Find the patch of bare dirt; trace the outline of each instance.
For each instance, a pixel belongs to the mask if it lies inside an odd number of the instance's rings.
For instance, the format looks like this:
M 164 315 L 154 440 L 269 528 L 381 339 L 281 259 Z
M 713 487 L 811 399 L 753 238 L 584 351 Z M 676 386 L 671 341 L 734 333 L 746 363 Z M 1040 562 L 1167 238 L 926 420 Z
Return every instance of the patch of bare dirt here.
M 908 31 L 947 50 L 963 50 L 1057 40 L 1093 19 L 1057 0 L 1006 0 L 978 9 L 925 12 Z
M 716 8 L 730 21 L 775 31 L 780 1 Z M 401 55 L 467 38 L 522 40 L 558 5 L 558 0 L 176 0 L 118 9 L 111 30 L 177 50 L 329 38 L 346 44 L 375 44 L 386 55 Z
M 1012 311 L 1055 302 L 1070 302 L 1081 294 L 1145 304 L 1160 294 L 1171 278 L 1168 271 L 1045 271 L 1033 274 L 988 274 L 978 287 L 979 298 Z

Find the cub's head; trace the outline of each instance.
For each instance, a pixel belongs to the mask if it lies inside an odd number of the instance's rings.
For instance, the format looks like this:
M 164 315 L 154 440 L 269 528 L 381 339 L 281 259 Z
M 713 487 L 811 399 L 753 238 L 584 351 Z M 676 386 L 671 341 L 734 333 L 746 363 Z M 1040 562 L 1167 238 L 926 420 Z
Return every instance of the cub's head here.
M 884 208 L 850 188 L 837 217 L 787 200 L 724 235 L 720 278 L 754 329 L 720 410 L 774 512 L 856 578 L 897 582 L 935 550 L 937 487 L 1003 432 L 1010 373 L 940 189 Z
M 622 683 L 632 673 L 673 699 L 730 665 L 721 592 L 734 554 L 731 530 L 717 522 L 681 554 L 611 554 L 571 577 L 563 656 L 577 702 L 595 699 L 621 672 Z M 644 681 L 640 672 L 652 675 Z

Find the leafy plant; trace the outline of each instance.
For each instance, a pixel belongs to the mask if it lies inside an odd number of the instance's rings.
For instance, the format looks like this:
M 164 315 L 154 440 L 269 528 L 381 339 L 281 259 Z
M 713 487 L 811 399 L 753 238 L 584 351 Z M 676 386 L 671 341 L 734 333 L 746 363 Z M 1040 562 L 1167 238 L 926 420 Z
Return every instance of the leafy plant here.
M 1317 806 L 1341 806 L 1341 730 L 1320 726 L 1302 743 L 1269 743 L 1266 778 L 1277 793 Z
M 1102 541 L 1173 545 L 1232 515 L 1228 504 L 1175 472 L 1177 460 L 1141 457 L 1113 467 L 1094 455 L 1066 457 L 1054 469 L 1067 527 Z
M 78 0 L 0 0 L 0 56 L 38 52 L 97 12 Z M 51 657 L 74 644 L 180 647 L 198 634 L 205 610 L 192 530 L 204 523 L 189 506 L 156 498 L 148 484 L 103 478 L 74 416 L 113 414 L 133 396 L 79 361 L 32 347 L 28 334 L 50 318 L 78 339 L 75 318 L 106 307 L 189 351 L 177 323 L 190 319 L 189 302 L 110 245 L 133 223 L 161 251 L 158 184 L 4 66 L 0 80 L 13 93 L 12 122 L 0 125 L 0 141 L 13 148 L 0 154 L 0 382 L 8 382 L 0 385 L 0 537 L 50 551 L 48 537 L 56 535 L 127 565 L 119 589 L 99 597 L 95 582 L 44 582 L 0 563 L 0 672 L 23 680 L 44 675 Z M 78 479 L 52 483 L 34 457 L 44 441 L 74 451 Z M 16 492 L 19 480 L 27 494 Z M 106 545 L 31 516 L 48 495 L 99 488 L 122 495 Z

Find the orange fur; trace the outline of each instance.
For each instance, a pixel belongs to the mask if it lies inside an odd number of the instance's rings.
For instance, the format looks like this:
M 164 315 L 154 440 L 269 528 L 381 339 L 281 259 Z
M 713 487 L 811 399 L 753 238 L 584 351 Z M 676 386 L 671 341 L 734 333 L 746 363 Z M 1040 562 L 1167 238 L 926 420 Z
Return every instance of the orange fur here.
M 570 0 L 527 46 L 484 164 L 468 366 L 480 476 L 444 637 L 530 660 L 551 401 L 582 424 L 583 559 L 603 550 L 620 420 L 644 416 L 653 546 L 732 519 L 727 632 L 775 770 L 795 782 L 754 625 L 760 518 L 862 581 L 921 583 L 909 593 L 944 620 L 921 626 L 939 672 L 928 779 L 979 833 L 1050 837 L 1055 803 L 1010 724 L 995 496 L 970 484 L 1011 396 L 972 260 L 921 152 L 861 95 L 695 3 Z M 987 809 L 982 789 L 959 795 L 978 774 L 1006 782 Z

**DIRECTIONS:** Rewrite the whole listing above, replacing every occurrence of "trace the outline" with "draw the boundary" and leaving everything else unchanged.

**FULL OUTPUT:**
Find the patch of bare dirt; draw the boundary of each instance.
For each instance, a pixel belongs to the mask if it lies inside an odd number of the instance's rings.
For instance, the format looks like this:
M 164 315 L 154 440 L 269 528 L 381 339 L 281 259 Z
M 713 487 L 811 399 L 753 238 L 584 351 Z M 676 386 L 671 341 L 734 333 L 746 363 Z M 1040 562 L 1167 238 L 926 420 Z
Return every instance of the patch of bare dirt here.
M 908 31 L 947 50 L 963 50 L 1057 40 L 1093 19 L 1057 0 L 1006 0 L 978 9 L 925 12 Z
M 716 8 L 730 21 L 775 31 L 780 1 Z M 401 55 L 467 38 L 522 40 L 558 5 L 558 0 L 176 0 L 118 9 L 111 30 L 177 50 L 329 38 L 346 44 L 375 44 L 386 55 Z
M 1012 311 L 1055 302 L 1070 302 L 1081 294 L 1145 304 L 1160 294 L 1171 278 L 1168 271 L 1045 271 L 1033 274 L 988 274 L 978 287 L 979 298 Z

Find the cub's head; draw the boundary of each instance.
For each instance, a pixel belongs to the mask if it lies inside an odd number of the instance's rings.
For instance, the format looks like this:
M 164 315 L 154 440 L 269 528 L 381 339 L 281 259 Z
M 713 487 L 811 399 L 753 238 L 584 351 Z M 676 386 L 671 341 L 734 333 L 746 363 Z M 1040 562 L 1167 238 L 926 420 Z
Return every instance of the cub's head here.
M 884 208 L 850 188 L 837 217 L 787 200 L 724 235 L 720 278 L 754 329 L 720 410 L 774 512 L 856 578 L 897 582 L 935 550 L 937 487 L 1003 432 L 1010 373 L 940 189 Z
M 622 683 L 632 673 L 673 699 L 730 665 L 721 592 L 734 554 L 731 530 L 717 522 L 681 554 L 611 554 L 571 577 L 563 656 L 577 702 L 595 699 L 621 672 Z M 644 681 L 640 672 L 652 675 Z

Find the leafy plant; draw the boundary of each instance.
For each instance, a pixel belongs to the mask if it lies inside an odd number of the instance's rings.
For instance, the format looks like this:
M 164 315 L 154 440 L 269 528 L 381 339 L 281 259 Z
M 713 487 L 811 399 L 753 238 L 584 351 Z M 676 386 L 671 341 L 734 333 L 746 363 Z M 1040 562 L 1167 238 L 926 420 Z
Return every instance of the leafy plant here.
M 1317 806 L 1341 806 L 1341 730 L 1320 726 L 1302 743 L 1269 743 L 1266 778 L 1277 793 Z
M 1102 541 L 1173 545 L 1232 515 L 1228 504 L 1175 472 L 1177 460 L 1141 457 L 1113 467 L 1094 455 L 1066 457 L 1054 469 L 1067 527 Z
M 78 0 L 0 0 L 0 56 L 38 52 L 97 12 Z M 51 657 L 74 644 L 180 647 L 198 634 L 205 610 L 192 530 L 204 523 L 189 506 L 156 498 L 148 484 L 103 478 L 74 416 L 113 414 L 133 396 L 79 361 L 32 347 L 28 334 L 50 318 L 78 339 L 75 318 L 106 307 L 189 351 L 177 323 L 190 319 L 189 302 L 110 245 L 133 223 L 161 251 L 158 184 L 4 66 L 0 80 L 13 93 L 12 122 L 0 125 L 0 141 L 13 148 L 0 154 L 0 382 L 8 382 L 0 385 L 0 537 L 50 551 L 48 537 L 56 535 L 127 565 L 119 589 L 99 597 L 95 582 L 44 582 L 0 563 L 0 672 L 23 680 L 44 675 Z M 78 479 L 52 483 L 34 457 L 44 441 L 74 451 Z M 16 492 L 19 480 L 27 494 Z M 106 545 L 31 516 L 48 495 L 99 488 L 122 495 Z

Find the orange fur; draw the boundary of each instance.
For each instance, a pixel belongs to the mask if it lies inside an odd number of the instance's rings.
For instance, the format looks like this:
M 164 315 L 154 440 L 269 528 L 381 339 L 281 259 Z
M 713 487 L 811 399 L 753 238 L 584 351 Z M 676 386 L 671 341 L 734 333 L 746 363 Z M 1040 562 L 1167 238 L 926 420 Z
Return every instance of the orange fur here.
M 570 0 L 527 46 L 484 164 L 468 366 L 480 476 L 444 637 L 530 660 L 551 401 L 582 424 L 583 559 L 603 550 L 620 420 L 644 416 L 653 546 L 732 519 L 727 632 L 775 770 L 795 782 L 754 625 L 760 518 L 862 581 L 921 583 L 909 593 L 944 620 L 921 626 L 939 672 L 928 779 L 979 833 L 1050 837 L 1055 803 L 1010 724 L 995 496 L 970 484 L 1011 396 L 972 260 L 921 152 L 861 95 L 695 3 Z M 987 809 L 982 789 L 959 795 L 978 774 L 1006 782 Z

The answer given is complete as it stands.